Task 1 »
According to the article on the Onyx album Triggernometry, who produced every track on the album?
Task 2 »
Using the article on the Onyx album Triggernometry, decide whether each statement agrees with it: (a) The album reached No. 66 on the Top R&B/Hip-Hop Albums chart. (b) The album came out later than first planned. (c) The album contains 10 new tracks. For each, answer yes or no and quote the deciding words.
Task 3 »
Proceed with the article on the Onyx album Triggernometry, picking up after its final sentence.

Text excerpt »
Triggernometry is the fifth album from hardcore rap group Onyx, released on July 22, 2003, by D3 Entertainment. The whole album was produced by Kronic Tones. The album features appearances by American rappers T Hussle, Genovese, Begetz, X1, Bad Luck, Dirty Getinz. The album peaked at No. 66 on the Top R&B/Hip-Hop Albums music chart.

Background 
Triggernometry is an album consisting of 10 new tracks and 11 stories from the life of the group Onyx, told by the group members themselves in the gap between the songs. All the songs were produced by one producer Kronic Tones, who had already produced 7 tracks for Fredro Starr's second solo album Don't Get Mad Get Money. The album was criticized by the fans of the group Onyx, who believe that such production is suitable only for nightclubs, but not for the streets. Originally, the album was due out on October 31 under the title Triggernometry: The Study of Guns, but later the name was shortened to Triggernometry, and the album was released earlier.

Stored data »

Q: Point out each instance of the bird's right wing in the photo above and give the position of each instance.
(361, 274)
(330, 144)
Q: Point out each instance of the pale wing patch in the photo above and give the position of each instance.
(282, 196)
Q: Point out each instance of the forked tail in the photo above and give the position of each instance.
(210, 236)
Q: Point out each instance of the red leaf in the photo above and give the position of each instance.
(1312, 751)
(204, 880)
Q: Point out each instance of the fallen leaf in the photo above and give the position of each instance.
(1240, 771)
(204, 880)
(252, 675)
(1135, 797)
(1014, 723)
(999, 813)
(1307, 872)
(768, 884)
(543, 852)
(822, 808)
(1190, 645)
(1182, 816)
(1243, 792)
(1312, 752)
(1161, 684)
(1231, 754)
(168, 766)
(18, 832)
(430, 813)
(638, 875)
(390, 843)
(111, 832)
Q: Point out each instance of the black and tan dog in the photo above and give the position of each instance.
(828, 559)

Exercise output 1 »
Kronic Tones produced the whole album.

Exercise output 2 »
(a) Yes: "The album peaked at No. 66 on the Top R&B/Hip-Hop Albums music chart."
(b) No: "the album was released earlier."
(c) Yes: "an album consisting of 10 new tracks"

Exercise output 3 »
Singles 
The one and only single, "Mama Cryin'/Wild N Here" featuring X1, Begetz, Dirty Getinz, Bad Luck was released in 2003.

Critical response

In 2003, the editor of the Russian online newspaper NewsLab.ru, Mitya Meshalkin, praised the album, adding that Triggernometry, despite the frightening (a mixture of the words "trigger" and "trigonometry") name, had noticeably less street negligence and noticeably more "musicality".

In 2003, RapReviews.com editor Steve "Flash" Juon gave the album a 4 out of 10, calling it "pathetic attempt to relive past Onyx glories". The author also noted that Sticky exhibits the same problem he did on "Decade," namely that he sounds tired and unenthused, like he's going through the motions. Sticky and Fredro seem equally uninterested in resurrecting the name Onyx and shouldn't have even tried.

Track listing

Samples
Gun Clap Music
"Calypso Rock" by Original Tropicana Steel Band

O.N.Y.X. (Unreleased Original Version)
"You're a Big Girl Now" by The Stylistics (1970)

Leftover tracks 
Songs that were recorded in 2002-2003 during the "Triggernometry" sessions but cut from the final album:
 "Gun Clap Music" (Original)
 "Wild In Here" (Demo Version)
 "O.N.Y.X."
 "Over (feat. Begetz)" (Demo Version)

Personnel
Credits for Triggernometry adapted from AllMusic and CD booklet.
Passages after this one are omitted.